BEGIN MATERIAL PROVIDED

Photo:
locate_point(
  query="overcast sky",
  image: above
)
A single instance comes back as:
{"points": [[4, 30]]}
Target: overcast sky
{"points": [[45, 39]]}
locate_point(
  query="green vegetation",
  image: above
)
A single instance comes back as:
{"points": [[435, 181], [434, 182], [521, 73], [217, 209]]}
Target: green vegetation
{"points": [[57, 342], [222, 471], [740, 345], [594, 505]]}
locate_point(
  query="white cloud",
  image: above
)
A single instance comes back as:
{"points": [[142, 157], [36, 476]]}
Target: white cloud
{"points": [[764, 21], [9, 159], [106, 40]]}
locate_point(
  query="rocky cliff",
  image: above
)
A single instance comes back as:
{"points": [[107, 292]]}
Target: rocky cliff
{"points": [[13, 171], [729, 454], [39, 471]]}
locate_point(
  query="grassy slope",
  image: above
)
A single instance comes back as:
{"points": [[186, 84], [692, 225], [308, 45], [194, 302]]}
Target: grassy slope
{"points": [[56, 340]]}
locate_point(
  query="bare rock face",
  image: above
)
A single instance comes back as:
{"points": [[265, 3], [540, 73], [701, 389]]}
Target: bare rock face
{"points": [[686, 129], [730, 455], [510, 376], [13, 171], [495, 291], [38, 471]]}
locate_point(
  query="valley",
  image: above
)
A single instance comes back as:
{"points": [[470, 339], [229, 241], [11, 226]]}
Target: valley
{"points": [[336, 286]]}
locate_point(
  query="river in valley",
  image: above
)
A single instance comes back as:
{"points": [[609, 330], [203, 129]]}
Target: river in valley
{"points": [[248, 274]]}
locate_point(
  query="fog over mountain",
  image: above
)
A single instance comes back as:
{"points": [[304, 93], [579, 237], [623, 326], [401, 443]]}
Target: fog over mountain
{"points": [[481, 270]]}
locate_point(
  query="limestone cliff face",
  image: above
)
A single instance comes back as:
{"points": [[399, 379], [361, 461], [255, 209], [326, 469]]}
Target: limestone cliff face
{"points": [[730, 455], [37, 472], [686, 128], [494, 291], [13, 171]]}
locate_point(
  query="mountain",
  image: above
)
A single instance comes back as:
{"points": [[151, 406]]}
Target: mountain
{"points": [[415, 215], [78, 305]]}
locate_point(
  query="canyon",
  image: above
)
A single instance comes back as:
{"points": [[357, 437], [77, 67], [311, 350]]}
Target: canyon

END MATERIAL PROVIDED

AIM OF THE EXERCISE
Copy out the whole listing exactly as written.

RESULT FOR THIS EXERCISE
Photo:
locate_point(
  query="overcast sky",
  image: above
)
A single instance comes back as:
{"points": [[4, 30]]}
Target: overcast sky
{"points": [[45, 39]]}
locate_point(
  query="green vegetation",
  image: above
)
A single instance comes back as:
{"points": [[435, 181], [434, 182], [521, 73], [217, 209]]}
Target: green vegetation
{"points": [[57, 342], [222, 471], [740, 345], [594, 505]]}
locate_point(
  query="white cloud",
  image: above
)
A single instance comes back as:
{"points": [[142, 157], [36, 476]]}
Target: white cloud
{"points": [[764, 21], [9, 159], [106, 40]]}
locate_point(
  query="rocky cliff",
  image: above
)
A single instance comes back as:
{"points": [[107, 292]]}
Target: rocky cliff
{"points": [[13, 171], [729, 454], [39, 471]]}
locate_point(
  query="grassy slope",
  image: above
)
A single instance comes back as:
{"points": [[186, 84], [692, 225], [308, 45], [194, 302]]}
Target: grassy slope
{"points": [[56, 340]]}
locate_point(
  query="bare rock face",
  image: above
)
A single instance comes back as:
{"points": [[265, 3], [540, 73], [701, 389]]}
Target: bare rock face
{"points": [[686, 129], [730, 455], [510, 376], [13, 171], [495, 291], [38, 471]]}
locate_point(
  query="valley",
  image: above
)
A single instance comes back as:
{"points": [[470, 339], [229, 241], [11, 226]]}
Target: valley
{"points": [[336, 286]]}
locate_point(
  query="river in valley",
  image: above
)
A single instance comes back as:
{"points": [[609, 330], [203, 129]]}
Target: river in valley
{"points": [[248, 274]]}
locate_point(
  query="fog over mountain",
  image: above
)
A single instance comes back as:
{"points": [[304, 93], [579, 237], [623, 326], [401, 443]]}
Target: fog over mountain
{"points": [[481, 270]]}
locate_point(
  query="limestone cliff face",
  image: above
)
A single instance comes back as:
{"points": [[399, 379], [361, 461], [255, 209], [326, 469]]}
Target: limestone cliff face
{"points": [[730, 455], [37, 472], [686, 128], [494, 291], [13, 171]]}
locate_point(
  query="mountain",
  image: above
)
A single instance comes back as:
{"points": [[151, 406]]}
Target: mountain
{"points": [[415, 215], [78, 305]]}
locate_point(
  query="canyon",
  image: above
)
A single instance comes back as:
{"points": [[357, 437], [77, 67], [311, 350]]}
Target: canyon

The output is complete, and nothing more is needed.